■ **SELECTED EXTRACT**
---
After the mother was released from her hospitalization, her only attempt at establishing any contact with the child or petitioner was a vague request for the child's grandmother to obtain the relevant contact information for her. Even assuming, arguendo, that the grandmother obtained the relevant contact information from petitioner on behalf of the mother, "we conclude that such ‘insubstantial contact [was] insufficient to defeat the claim of abandonment’ " (Lundyn S., 128 A.D.3d at 1407, 7 N.Y.S.3d 803 ; see Matter of Nadine Nicky McD. [Vernice H.], 138 A.D.3d 495, 495, 28 N.Y.S.3d 301 ; Miranda J., 118 A.D.3d at 1470, 988 N.Y.S.2d 379 ). The mother further contends that she never followed up on that request because she was "actively using" drugs, which had the effect of "disturb[ing her] mind," and that the intensity of her addiction demonstrates that her drug use "permeate[d] her life." We reject that contention and conclude that the mother's vague and conclusory testimony "failed to establish that her alleged health problems and other hardships ‘permeated [her] life to such an extent that contact was not feasible’ " (Matter of Dahata R., 278 A.D.2d 894, 894, 718 N.Y.S.2d 693 ; see Ruth R., 115 A.D.3d at 531–532, 981 N.Y.S.2d 918 ).
---
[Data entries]
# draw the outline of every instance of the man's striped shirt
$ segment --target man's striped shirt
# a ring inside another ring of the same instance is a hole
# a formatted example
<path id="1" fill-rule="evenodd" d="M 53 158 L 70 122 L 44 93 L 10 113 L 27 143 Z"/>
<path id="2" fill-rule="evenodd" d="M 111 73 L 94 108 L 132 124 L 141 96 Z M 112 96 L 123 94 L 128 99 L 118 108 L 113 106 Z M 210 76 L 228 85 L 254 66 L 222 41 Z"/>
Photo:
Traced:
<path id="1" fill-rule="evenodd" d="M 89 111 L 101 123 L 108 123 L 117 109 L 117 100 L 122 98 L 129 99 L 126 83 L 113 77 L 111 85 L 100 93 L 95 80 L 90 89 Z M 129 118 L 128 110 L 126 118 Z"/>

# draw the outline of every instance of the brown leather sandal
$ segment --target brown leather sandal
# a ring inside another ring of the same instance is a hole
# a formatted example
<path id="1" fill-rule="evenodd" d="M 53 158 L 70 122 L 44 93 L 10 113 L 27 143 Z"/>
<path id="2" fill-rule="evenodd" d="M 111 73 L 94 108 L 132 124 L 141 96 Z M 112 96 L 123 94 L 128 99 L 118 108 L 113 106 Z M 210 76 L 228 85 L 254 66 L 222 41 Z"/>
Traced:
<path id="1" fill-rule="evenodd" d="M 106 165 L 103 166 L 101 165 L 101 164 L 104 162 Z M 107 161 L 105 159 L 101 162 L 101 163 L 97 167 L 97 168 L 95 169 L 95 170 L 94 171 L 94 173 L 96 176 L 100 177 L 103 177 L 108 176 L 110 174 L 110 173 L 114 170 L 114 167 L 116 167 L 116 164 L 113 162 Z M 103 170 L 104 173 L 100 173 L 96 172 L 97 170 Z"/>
---
■ **ASSIGNMENT**
Using the passage on the abandonment claim, explain why the court rejected the mother's argument that her drug use kept her from following up on her request for contact.

■ **OUTPUT FOR THIS EXERCISE**
The court found that the mother's testimony was vague and conclusory. It therefore did not establish that her alleged health problems and other hardships "permeated [her] life to such an extent that contact was not feasible."